»»

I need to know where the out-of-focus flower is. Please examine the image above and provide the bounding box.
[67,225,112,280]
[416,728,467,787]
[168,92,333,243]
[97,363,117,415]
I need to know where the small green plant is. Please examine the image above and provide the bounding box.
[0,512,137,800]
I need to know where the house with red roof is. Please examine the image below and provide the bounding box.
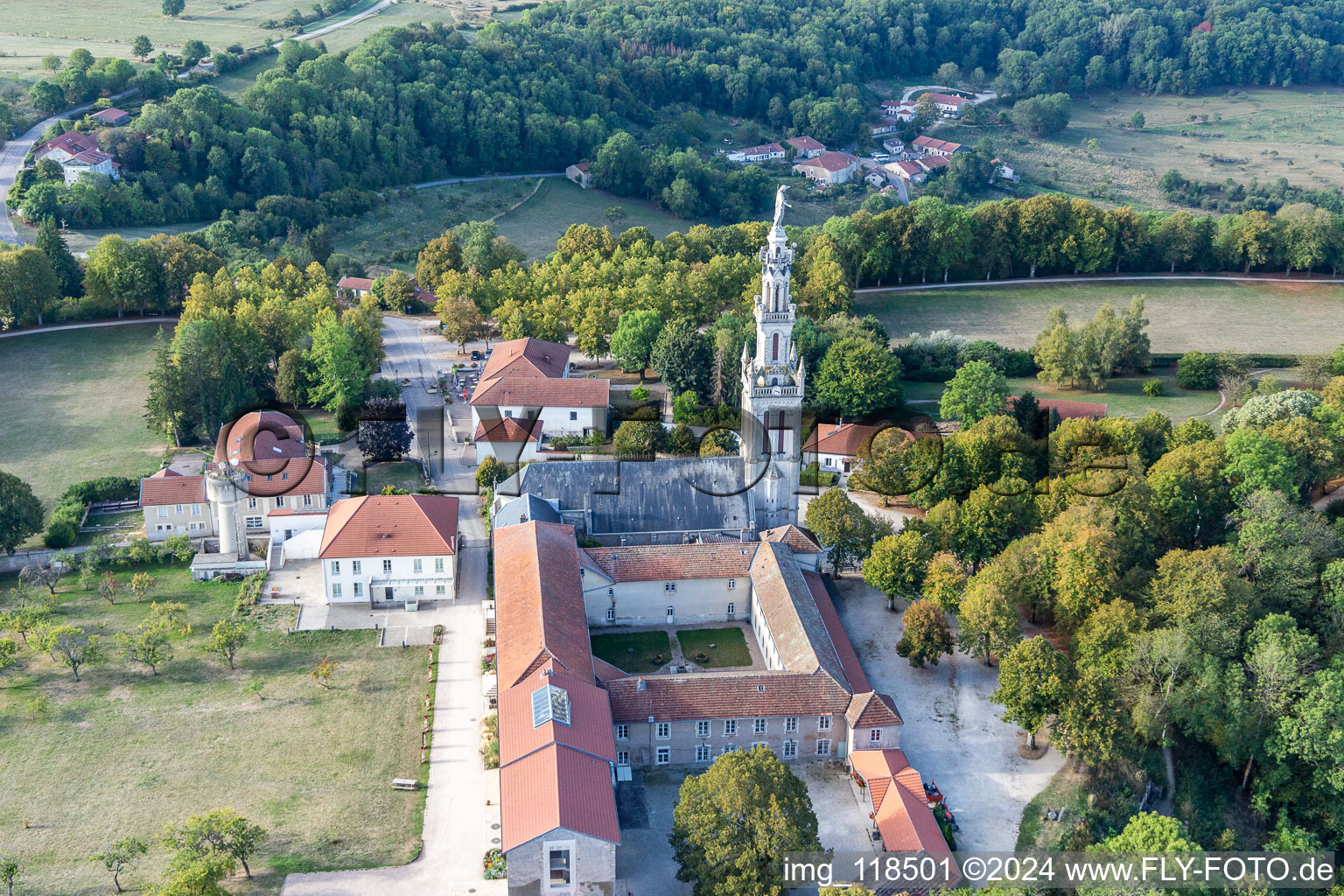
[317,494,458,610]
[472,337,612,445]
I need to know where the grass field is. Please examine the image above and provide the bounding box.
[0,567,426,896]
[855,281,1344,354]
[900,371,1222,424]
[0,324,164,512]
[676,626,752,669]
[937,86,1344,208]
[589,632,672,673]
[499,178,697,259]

««
»»

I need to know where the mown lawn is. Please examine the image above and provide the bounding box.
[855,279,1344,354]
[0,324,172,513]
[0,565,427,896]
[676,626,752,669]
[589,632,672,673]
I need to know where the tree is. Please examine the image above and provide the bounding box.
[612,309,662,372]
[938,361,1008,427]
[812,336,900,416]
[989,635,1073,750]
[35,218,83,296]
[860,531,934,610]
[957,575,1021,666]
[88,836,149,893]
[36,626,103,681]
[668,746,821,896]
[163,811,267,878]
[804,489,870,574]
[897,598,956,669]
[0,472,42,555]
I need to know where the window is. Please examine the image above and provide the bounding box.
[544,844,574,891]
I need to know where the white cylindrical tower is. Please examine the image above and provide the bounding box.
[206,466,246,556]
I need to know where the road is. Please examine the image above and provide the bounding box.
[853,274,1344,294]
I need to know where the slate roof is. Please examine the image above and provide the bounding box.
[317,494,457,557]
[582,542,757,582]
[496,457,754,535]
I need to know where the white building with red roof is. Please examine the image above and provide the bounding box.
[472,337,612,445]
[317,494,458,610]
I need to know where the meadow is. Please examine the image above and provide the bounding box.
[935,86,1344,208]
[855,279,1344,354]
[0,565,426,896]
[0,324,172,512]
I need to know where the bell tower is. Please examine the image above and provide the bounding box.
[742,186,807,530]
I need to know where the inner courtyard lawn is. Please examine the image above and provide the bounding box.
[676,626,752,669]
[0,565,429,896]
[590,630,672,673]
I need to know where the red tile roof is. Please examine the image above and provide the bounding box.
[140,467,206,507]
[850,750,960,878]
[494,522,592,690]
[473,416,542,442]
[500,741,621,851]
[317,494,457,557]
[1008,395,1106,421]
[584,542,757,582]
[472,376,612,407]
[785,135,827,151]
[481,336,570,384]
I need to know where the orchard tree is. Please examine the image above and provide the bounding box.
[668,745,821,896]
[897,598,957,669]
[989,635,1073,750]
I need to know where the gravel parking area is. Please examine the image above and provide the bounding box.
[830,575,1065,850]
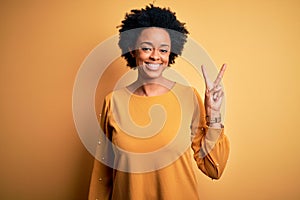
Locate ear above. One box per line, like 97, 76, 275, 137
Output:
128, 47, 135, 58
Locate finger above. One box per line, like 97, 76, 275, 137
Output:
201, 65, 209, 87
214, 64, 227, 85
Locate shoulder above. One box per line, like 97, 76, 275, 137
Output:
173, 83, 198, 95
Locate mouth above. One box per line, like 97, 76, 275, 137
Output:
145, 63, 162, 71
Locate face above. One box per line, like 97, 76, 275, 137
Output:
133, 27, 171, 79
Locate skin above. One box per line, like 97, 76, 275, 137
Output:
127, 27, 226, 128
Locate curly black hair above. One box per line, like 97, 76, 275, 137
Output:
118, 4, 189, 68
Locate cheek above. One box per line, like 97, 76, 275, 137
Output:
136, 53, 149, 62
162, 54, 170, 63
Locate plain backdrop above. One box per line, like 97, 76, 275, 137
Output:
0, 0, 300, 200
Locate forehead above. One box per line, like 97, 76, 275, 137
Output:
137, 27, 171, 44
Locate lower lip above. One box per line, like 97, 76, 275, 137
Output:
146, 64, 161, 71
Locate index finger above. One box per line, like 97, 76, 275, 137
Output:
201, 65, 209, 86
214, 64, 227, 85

««
»»

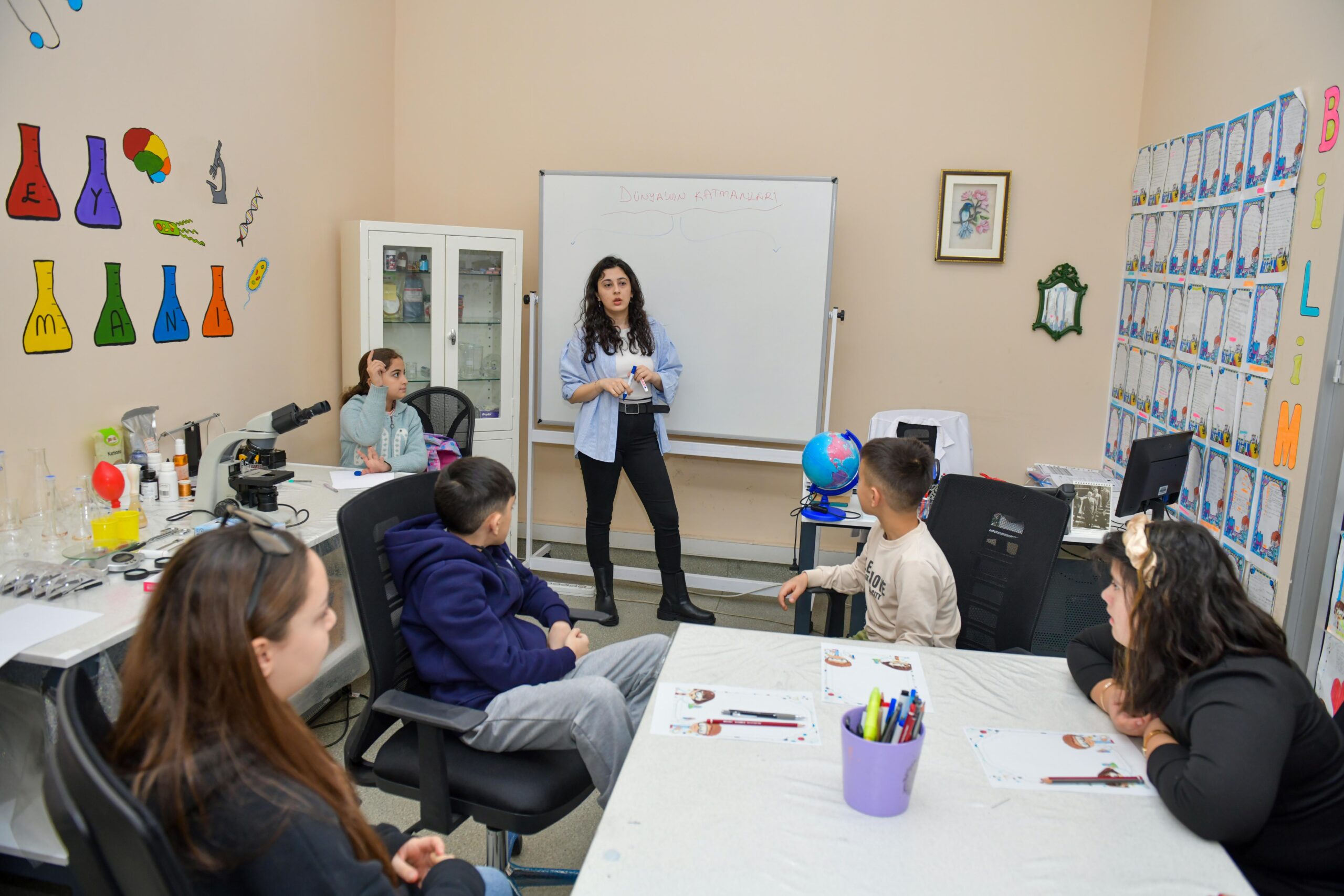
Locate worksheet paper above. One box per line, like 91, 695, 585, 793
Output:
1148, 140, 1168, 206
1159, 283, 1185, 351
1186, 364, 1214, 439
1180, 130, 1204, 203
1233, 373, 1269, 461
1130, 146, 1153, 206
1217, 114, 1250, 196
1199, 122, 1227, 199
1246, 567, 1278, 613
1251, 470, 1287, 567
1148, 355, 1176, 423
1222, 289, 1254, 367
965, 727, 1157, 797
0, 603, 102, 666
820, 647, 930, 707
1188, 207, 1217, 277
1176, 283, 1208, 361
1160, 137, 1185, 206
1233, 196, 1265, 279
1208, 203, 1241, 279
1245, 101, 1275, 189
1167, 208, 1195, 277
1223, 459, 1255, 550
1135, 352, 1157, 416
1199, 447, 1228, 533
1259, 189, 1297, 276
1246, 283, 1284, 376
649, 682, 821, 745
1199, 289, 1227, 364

««

_Your instructions_
Copy out the records between the lines holding "I need to know where the inner" and "145, 63, 162, 71", inclusive, word for word, but leave out the pictures.

_Solution to this task_
I need to know where the inner courtyard lawn is. Please examine the image above and provide the bounding box.
[676,626,752,669]
[0,565,429,896]
[590,630,672,673]
I need to know where the red tile roof is. Please examine the image above and provide the bounding box.
[140,467,206,507]
[850,750,960,878]
[494,522,592,690]
[473,416,542,442]
[500,741,621,851]
[317,494,457,557]
[1008,395,1106,421]
[584,542,757,582]
[472,376,612,407]
[785,135,827,151]
[481,336,570,384]
I need to know where the orchard tree is. Please examine the image above and provide the bounding box.
[668,745,821,896]
[897,598,957,669]
[989,635,1073,750]
I need to know where the gravel parking area is. Please examine the image above and provide the bounding box.
[830,575,1065,850]
Locate ear above. One box per line, like 97, 76, 275, 137
Output:
128, 47, 135, 58
Locate finger above. One box per line, like 97, 76, 275, 137
Output:
201, 65, 209, 87
214, 64, 227, 85
Locate shoulder above. One box per line, like 97, 76, 275, 137
Output:
173, 83, 198, 95
Locate mouth above. One box per line, like 97, 76, 275, 137
Output:
145, 63, 162, 71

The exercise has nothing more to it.